STATED EXERCISE - Every entry must be repeated exactly. Exclude all pictures.

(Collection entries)
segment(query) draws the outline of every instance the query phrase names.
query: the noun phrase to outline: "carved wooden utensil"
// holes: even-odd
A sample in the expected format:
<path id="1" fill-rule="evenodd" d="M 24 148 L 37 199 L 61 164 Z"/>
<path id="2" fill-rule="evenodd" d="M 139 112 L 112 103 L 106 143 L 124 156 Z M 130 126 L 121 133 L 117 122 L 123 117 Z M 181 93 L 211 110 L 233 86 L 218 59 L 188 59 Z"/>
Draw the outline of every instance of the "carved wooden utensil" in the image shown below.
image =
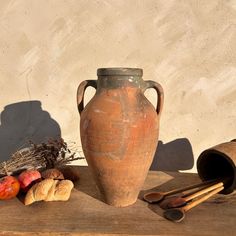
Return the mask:
<path id="1" fill-rule="evenodd" d="M 208 180 L 208 181 L 204 181 L 204 182 L 201 182 L 201 183 L 198 183 L 198 184 L 189 185 L 189 186 L 186 186 L 186 187 L 183 187 L 183 188 L 174 189 L 174 190 L 171 190 L 171 191 L 168 191 L 168 192 L 150 192 L 150 193 L 146 193 L 143 196 L 143 199 L 145 201 L 147 201 L 148 203 L 158 203 L 167 196 L 171 196 L 171 195 L 174 195 L 174 194 L 177 194 L 177 193 L 181 193 L 183 191 L 187 191 L 187 190 L 190 190 L 190 189 L 203 187 L 203 186 L 209 185 L 211 183 L 215 183 L 215 182 L 216 182 L 216 180 Z"/>
<path id="2" fill-rule="evenodd" d="M 210 193 L 206 194 L 205 196 L 189 203 L 188 205 L 181 207 L 181 208 L 171 208 L 171 209 L 167 209 L 166 211 L 164 211 L 164 217 L 168 220 L 174 221 L 174 222 L 180 222 L 184 219 L 185 217 L 185 213 L 192 209 L 193 207 L 199 205 L 200 203 L 206 201 L 208 198 L 210 198 L 211 196 L 213 196 L 214 194 L 219 193 L 220 191 L 222 191 L 224 189 L 224 187 L 219 187 L 213 191 L 211 191 Z"/>
<path id="3" fill-rule="evenodd" d="M 182 207 L 182 206 L 186 205 L 189 201 L 193 200 L 194 198 L 197 198 L 197 197 L 199 197 L 205 193 L 208 193 L 216 188 L 222 187 L 223 185 L 224 185 L 223 182 L 219 182 L 219 183 L 213 184 L 209 187 L 201 188 L 198 191 L 194 191 L 190 195 L 186 194 L 184 196 L 175 196 L 170 199 L 166 199 L 160 203 L 160 207 L 162 209 Z"/>

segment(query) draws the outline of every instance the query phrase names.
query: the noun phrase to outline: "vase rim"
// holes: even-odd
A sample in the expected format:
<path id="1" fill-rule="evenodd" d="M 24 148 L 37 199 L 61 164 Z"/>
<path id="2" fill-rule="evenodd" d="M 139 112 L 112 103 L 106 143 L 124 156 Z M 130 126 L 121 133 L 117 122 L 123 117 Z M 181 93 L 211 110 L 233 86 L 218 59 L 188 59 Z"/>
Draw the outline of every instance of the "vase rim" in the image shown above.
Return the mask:
<path id="1" fill-rule="evenodd" d="M 142 76 L 143 70 L 140 68 L 126 68 L 126 67 L 98 68 L 97 75 Z"/>

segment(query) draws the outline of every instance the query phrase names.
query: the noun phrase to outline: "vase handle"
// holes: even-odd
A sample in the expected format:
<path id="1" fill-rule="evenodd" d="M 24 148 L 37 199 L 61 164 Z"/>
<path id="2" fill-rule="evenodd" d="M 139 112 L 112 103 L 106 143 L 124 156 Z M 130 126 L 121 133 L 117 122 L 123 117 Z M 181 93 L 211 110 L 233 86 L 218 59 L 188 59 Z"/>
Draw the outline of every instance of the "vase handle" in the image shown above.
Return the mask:
<path id="1" fill-rule="evenodd" d="M 149 88 L 154 88 L 157 92 L 157 107 L 156 107 L 156 112 L 158 115 L 161 115 L 162 108 L 163 108 L 163 103 L 164 103 L 164 91 L 162 86 L 152 80 L 145 81 L 145 90 Z"/>
<path id="2" fill-rule="evenodd" d="M 97 89 L 97 81 L 96 80 L 85 80 L 80 83 L 77 89 L 77 106 L 79 110 L 79 114 L 81 115 L 84 110 L 84 93 L 87 87 L 93 87 Z"/>

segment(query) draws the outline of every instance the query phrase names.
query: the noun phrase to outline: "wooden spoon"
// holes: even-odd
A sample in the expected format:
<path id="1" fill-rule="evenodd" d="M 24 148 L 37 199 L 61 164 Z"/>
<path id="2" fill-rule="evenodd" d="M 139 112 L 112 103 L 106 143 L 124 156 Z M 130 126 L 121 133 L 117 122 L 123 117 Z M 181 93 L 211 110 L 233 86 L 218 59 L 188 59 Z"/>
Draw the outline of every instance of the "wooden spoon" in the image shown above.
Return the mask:
<path id="1" fill-rule="evenodd" d="M 166 211 L 164 211 L 164 217 L 168 220 L 174 221 L 174 222 L 180 222 L 184 219 L 185 217 L 185 213 L 192 209 L 193 207 L 199 205 L 200 203 L 206 201 L 208 198 L 210 198 L 211 196 L 213 196 L 214 194 L 217 194 L 218 192 L 222 191 L 224 189 L 224 187 L 219 187 L 213 191 L 211 191 L 210 193 L 206 194 L 205 196 L 191 202 L 190 204 L 181 207 L 181 208 L 172 208 L 172 209 L 167 209 Z"/>
<path id="2" fill-rule="evenodd" d="M 166 199 L 165 202 L 161 203 L 161 208 L 169 209 L 169 208 L 176 208 L 186 205 L 189 201 L 193 200 L 196 197 L 201 196 L 202 194 L 208 193 L 216 188 L 222 187 L 224 185 L 223 182 L 219 182 L 217 184 L 213 184 L 210 187 L 202 188 L 198 191 L 194 191 L 191 195 L 188 196 L 176 196 L 170 199 Z"/>
<path id="3" fill-rule="evenodd" d="M 171 196 L 176 193 L 180 193 L 180 192 L 187 191 L 190 189 L 199 188 L 199 187 L 202 187 L 202 186 L 208 185 L 210 183 L 214 183 L 214 182 L 216 182 L 216 180 L 208 180 L 208 181 L 201 182 L 198 184 L 189 185 L 189 186 L 186 186 L 183 188 L 174 189 L 174 190 L 171 190 L 168 192 L 150 192 L 150 193 L 146 193 L 143 196 L 143 199 L 149 203 L 158 203 L 161 200 L 163 200 L 166 196 Z"/>

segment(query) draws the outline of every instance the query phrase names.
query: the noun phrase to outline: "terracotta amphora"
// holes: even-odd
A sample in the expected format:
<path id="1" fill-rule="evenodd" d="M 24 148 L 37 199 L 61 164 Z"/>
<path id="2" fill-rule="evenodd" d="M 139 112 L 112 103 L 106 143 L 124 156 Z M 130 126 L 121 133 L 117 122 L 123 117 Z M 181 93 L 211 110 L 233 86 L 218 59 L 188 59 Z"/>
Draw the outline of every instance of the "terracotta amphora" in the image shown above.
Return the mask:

THE COMPLETED TASK -
segment(query) draws the outline of every instance the query phrase names.
query: the noun phrase to outline: "carved wooden utensil"
// holes: even-odd
A sample in the expected format:
<path id="1" fill-rule="evenodd" d="M 24 148 L 37 199 L 61 164 Z"/>
<path id="2" fill-rule="evenodd" d="M 139 112 L 112 103 L 106 143 L 124 156 Z M 130 126 L 121 133 L 117 122 L 123 117 Z M 181 93 L 211 110 L 233 86 L 218 59 L 188 59 Z"/>
Draw the outline of every instance of the "carved wooden utensil" in the image shown below.
image =
Return the mask:
<path id="1" fill-rule="evenodd" d="M 208 180 L 208 181 L 204 181 L 204 182 L 201 182 L 201 183 L 198 183 L 198 184 L 189 185 L 189 186 L 186 186 L 186 187 L 183 187 L 183 188 L 174 189 L 174 190 L 171 190 L 171 191 L 168 191 L 168 192 L 150 192 L 150 193 L 146 193 L 143 196 L 143 199 L 145 201 L 147 201 L 148 203 L 158 203 L 167 196 L 171 196 L 171 195 L 174 195 L 174 194 L 177 194 L 177 193 L 181 193 L 183 191 L 187 191 L 187 190 L 190 190 L 190 189 L 203 187 L 203 186 L 209 185 L 211 183 L 215 183 L 215 182 L 216 182 L 216 180 Z"/>
<path id="2" fill-rule="evenodd" d="M 210 193 L 206 194 L 205 196 L 189 203 L 188 205 L 181 207 L 181 208 L 171 208 L 171 209 L 167 209 L 166 211 L 164 211 L 164 217 L 168 220 L 174 221 L 174 222 L 180 222 L 184 219 L 185 217 L 185 213 L 192 209 L 193 207 L 199 205 L 200 203 L 206 201 L 208 198 L 210 198 L 211 196 L 213 196 L 214 194 L 219 193 L 220 191 L 222 191 L 224 189 L 224 187 L 219 187 L 213 191 L 211 191 Z"/>
<path id="3" fill-rule="evenodd" d="M 182 207 L 182 206 L 186 205 L 189 201 L 193 200 L 194 198 L 197 198 L 197 197 L 199 197 L 205 193 L 208 193 L 216 188 L 222 187 L 223 185 L 224 185 L 223 182 L 219 182 L 219 183 L 213 184 L 209 187 L 201 188 L 198 191 L 194 191 L 190 195 L 186 194 L 184 196 L 175 196 L 170 199 L 166 199 L 160 203 L 160 207 L 162 209 Z"/>

segment(query) draws the outline of every instance the query phrase names.
query: the noun phrase to outline: "vase rim"
// holes: even-odd
A sample in the expected format:
<path id="1" fill-rule="evenodd" d="M 24 148 L 37 199 L 61 164 Z"/>
<path id="2" fill-rule="evenodd" d="M 139 112 L 112 103 L 106 143 L 124 156 Z M 130 126 L 121 133 L 117 122 L 123 117 Z M 181 93 L 211 110 L 233 86 L 218 59 L 188 59 Z"/>
Draw the outline of every instance of the "vase rim" in the image shown above.
Return the mask:
<path id="1" fill-rule="evenodd" d="M 142 76 L 143 70 L 140 68 L 126 68 L 126 67 L 98 68 L 97 75 Z"/>

segment(query) draws the outline of every instance the query phrase names.
query: the noun phrase to outline: "vase handle"
// holes: even-odd
A sample in the expected format:
<path id="1" fill-rule="evenodd" d="M 24 148 L 37 199 L 61 164 Z"/>
<path id="2" fill-rule="evenodd" d="M 139 112 L 112 103 L 106 143 L 124 156 Z M 130 126 L 121 133 L 117 122 L 123 117 Z M 181 93 L 211 110 L 233 86 L 218 59 L 188 59 Z"/>
Draw the outline of every instance of the "vase handle" in the image shown above.
Return the mask:
<path id="1" fill-rule="evenodd" d="M 149 88 L 154 88 L 157 92 L 157 107 L 156 107 L 156 112 L 158 115 L 161 115 L 162 108 L 163 108 L 163 103 L 164 103 L 164 91 L 162 86 L 152 80 L 145 81 L 145 90 Z"/>
<path id="2" fill-rule="evenodd" d="M 97 89 L 97 81 L 96 80 L 85 80 L 80 83 L 77 89 L 77 106 L 79 110 L 79 114 L 81 115 L 84 110 L 84 93 L 87 87 L 93 87 Z"/>

segment(query) draws the outline of every instance the query phrase names.
query: the noun phrase to outline: "wooden spoon"
// holes: even-odd
A sample in the expected format:
<path id="1" fill-rule="evenodd" d="M 24 148 L 37 199 L 61 164 Z"/>
<path id="2" fill-rule="evenodd" d="M 139 112 L 112 103 L 106 143 L 124 156 Z M 130 126 L 121 133 L 117 122 L 123 117 Z M 181 93 L 211 110 L 233 86 L 218 59 L 188 59 Z"/>
Draw the outline of every instance of the "wooden spoon" in the image shown above.
Return the mask:
<path id="1" fill-rule="evenodd" d="M 166 211 L 164 211 L 164 217 L 168 220 L 174 221 L 174 222 L 180 222 L 184 219 L 185 217 L 185 213 L 192 209 L 193 207 L 199 205 L 200 203 L 206 201 L 208 198 L 210 198 L 211 196 L 213 196 L 214 194 L 217 194 L 218 192 L 222 191 L 224 189 L 224 187 L 219 187 L 213 191 L 211 191 L 210 193 L 206 194 L 205 196 L 191 202 L 190 204 L 181 207 L 181 208 L 172 208 L 172 209 L 167 209 Z"/>
<path id="2" fill-rule="evenodd" d="M 166 199 L 165 202 L 161 203 L 161 208 L 169 209 L 169 208 L 176 208 L 186 205 L 189 201 L 193 200 L 196 197 L 201 196 L 202 194 L 208 193 L 216 188 L 222 187 L 224 185 L 223 182 L 219 182 L 217 184 L 213 184 L 210 187 L 202 188 L 198 191 L 194 191 L 191 195 L 188 196 L 176 196 L 170 199 Z"/>
<path id="3" fill-rule="evenodd" d="M 171 196 L 176 193 L 180 193 L 180 192 L 187 191 L 190 189 L 199 188 L 199 187 L 202 187 L 202 186 L 208 185 L 210 183 L 214 183 L 214 182 L 216 182 L 216 180 L 208 180 L 208 181 L 201 182 L 198 184 L 189 185 L 189 186 L 186 186 L 183 188 L 174 189 L 174 190 L 171 190 L 168 192 L 150 192 L 150 193 L 146 193 L 143 196 L 143 199 L 149 203 L 158 203 L 161 200 L 163 200 L 166 196 Z"/>

segment(query) draws the outline of every instance the query phrase names.
query: the noun phrase to outline: "terracotta amphora"
// holes: even-odd
A sample in the expected format:
<path id="1" fill-rule="evenodd" d="M 24 148 L 37 199 L 61 164 Z"/>
<path id="2" fill-rule="evenodd" d="M 139 112 L 112 103 L 106 143 L 124 156 Z M 130 126 L 121 133 L 117 122 L 123 117 Z M 181 93 L 211 110 L 233 86 L 218 59 L 188 59 Z"/>
Draw the outline of every instance of the "terracotta amphora" in the image shown above.
Return the mask:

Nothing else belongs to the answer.